START Excerpted passage

A securities class action has been filed against The Honest Company, Inc. (HNST) on behalf of persons and entities that purchased or otherwise acquired The Honest Company common stock pursuant and/or traceable to the registration statement and prospectus (collectively, the “Registration Statement”) issued in connection with the Company’s May 2021 initial public offering (“IPO” or the “Offering”). This case has been filed in the USDC – C.D.CA.
On May 6, 2021, Honest completed its IPO, selling approximately 26 million shares of common stock for $16.00 per share.
Approximately two months after the IPO, on August 13, 2021, before the market opened, Honest announced its second quarter 2021 financial results, reporting a net loss of $20 million, compared to a net loss of only $0.4 million for the second quarter of 2020. Honest disclosed that its revenue grew only 3% as compared to the second quarter of 2020, because it was negatively impacted by “an estimated $3.7 million COVID-19 stock-up impact primarily in Diapers and Wipes in the prior year period.” Honest also disclosed that its Diapers and Wipes category revenue declined 2% compared to the second quarter of 2020. Honest further disclosed that “Household and Wellness revenue declined 6% from the second quarter of 2020 as consumer and customer demand for sanitization products decreased as consumers became vaccinated and customers managed heavy levels of inventory.”
On this news, the Company’s stock price fell $3.98 per share, or 28%, to close at $10.07 per share on August 13, 2021, on unusually heavy trading volume.
On August 19, 2021, the Company’s stock price closed at an all-time low of $9.16 per share, a nearly 43% decline from the $16.00 per share IPO price.
The Registration Statement was materially false and misleading and omitted: (1) that, prior to the IPO, the Company’s results had been significantly impacted by a multimillion-dollar COVID-19 stock-up for products in the Diapers and Wipes category and Household and Wellness category; (2) that, at the time of the IPO, the Company was experiencing decelerating demand for such products; (3) that, as a result, the Company’s financial results would likely be adversely impacted; and (4) that, as a result of the foregoing, Defendants’ positive statements about the Company’s business, operations, and prospects, were materially misleading and/or lacked a reasonable basis.

END Excerpted passage

**Required action 1:** Name each of the four things that the class action notice about The Honest Company says the Registration Statement omitted.
**Required action 2:** In the class action notice about The Honest Company, copy the stretch from "On this news, the" through "heavy trading volume." word for word.

START Exercise data

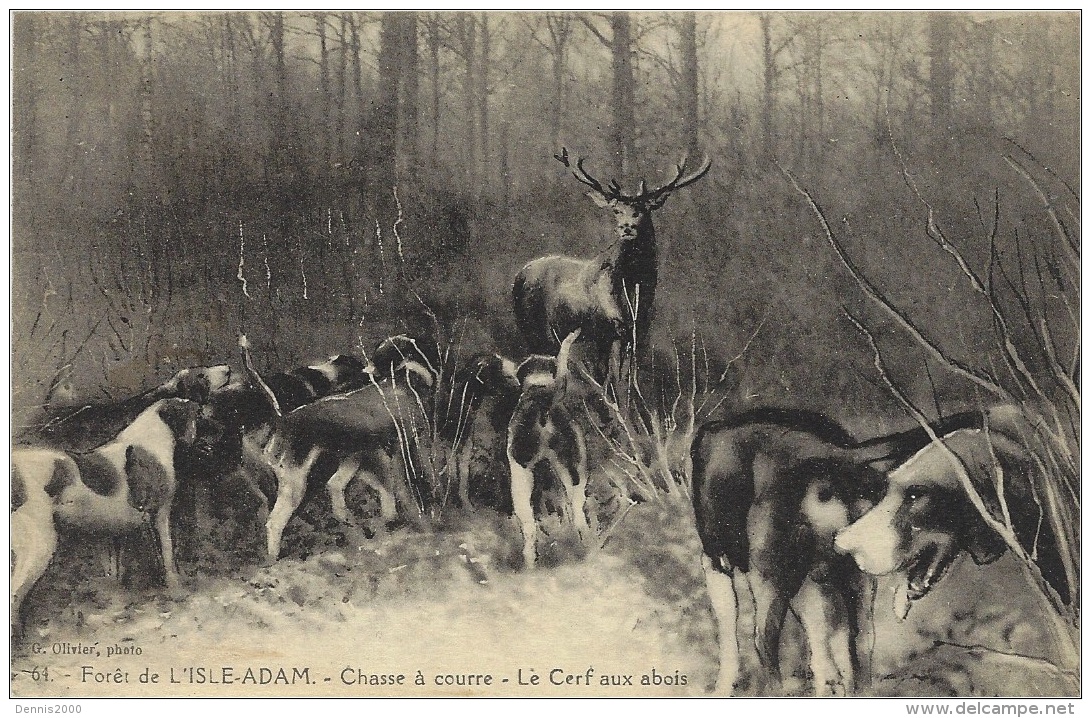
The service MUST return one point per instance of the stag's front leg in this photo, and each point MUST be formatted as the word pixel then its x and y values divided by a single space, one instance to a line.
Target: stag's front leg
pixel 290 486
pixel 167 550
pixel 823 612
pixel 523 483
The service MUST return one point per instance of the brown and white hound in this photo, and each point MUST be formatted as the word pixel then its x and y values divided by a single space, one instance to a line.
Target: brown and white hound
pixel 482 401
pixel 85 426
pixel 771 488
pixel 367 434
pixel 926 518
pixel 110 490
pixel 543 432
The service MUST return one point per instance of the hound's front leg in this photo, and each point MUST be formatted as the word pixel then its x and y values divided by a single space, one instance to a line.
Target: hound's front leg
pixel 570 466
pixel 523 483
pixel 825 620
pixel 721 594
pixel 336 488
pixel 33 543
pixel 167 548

END Exercise data
START Exercise data

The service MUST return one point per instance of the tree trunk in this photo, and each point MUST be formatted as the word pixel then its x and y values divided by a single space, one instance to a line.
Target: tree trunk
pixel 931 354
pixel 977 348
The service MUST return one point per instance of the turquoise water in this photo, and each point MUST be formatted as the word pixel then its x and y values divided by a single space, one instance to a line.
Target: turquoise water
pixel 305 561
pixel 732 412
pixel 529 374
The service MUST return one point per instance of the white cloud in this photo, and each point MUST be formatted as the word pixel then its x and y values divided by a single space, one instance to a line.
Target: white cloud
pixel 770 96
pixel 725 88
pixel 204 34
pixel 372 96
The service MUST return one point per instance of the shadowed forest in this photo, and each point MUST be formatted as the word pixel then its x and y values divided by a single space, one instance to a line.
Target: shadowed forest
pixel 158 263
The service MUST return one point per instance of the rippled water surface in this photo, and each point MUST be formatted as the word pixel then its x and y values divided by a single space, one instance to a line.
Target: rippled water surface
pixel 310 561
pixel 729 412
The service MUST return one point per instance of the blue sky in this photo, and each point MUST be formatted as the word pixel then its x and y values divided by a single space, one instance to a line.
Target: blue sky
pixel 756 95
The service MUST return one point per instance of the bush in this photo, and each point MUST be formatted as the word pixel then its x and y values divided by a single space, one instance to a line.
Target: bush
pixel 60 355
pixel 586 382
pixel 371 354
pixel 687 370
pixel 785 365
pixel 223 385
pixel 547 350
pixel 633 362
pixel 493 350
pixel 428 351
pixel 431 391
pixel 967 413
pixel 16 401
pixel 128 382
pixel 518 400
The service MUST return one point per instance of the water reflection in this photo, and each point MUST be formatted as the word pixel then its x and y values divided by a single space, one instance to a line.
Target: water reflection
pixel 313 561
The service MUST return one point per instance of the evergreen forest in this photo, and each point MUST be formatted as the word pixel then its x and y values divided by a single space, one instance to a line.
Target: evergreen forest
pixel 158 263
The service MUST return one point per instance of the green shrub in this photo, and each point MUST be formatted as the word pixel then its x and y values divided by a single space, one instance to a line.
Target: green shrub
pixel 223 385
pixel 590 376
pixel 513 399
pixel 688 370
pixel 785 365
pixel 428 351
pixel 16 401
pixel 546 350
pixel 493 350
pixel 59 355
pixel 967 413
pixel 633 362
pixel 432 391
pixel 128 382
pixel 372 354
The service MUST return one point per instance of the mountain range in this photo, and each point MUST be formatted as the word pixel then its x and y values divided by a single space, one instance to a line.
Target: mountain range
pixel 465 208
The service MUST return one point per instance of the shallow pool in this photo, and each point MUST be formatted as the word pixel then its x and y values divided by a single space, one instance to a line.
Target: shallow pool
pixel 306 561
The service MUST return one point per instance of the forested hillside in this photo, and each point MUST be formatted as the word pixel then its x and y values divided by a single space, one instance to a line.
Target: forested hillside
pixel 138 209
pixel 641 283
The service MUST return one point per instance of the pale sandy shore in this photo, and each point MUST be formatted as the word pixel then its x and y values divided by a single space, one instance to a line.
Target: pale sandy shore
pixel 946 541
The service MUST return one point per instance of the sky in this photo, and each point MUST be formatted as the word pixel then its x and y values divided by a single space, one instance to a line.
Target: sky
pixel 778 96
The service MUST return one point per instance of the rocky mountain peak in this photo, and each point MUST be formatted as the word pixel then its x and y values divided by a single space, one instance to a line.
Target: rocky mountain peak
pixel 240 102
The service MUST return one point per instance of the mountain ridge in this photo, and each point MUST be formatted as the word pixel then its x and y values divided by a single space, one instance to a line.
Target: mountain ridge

END Exercise data

**Problem solution 1:**
1. Before the IPO, the Company's results had been significantly impacted by a multimillion-dollar COVID-19 stock-up for products in the Diapers and Wipes category and the Household and Wellness category.
2. At the time of the IPO, the Company was experiencing decelerating demand for those products.
3. As a result, the Company's financial results would likely be adversely impacted.
4. As a result of the foregoing, Defendants' positive statements about the Company's business, operations, and prospects were materially misleading and/or lacked a reasonable basis.

**Problem solution 2:**
On this news, the Company’s stock price fell $3.98 per share, or 28%, to close at $10.07 per share on August 13, 2021, on unusually heavy trading volume.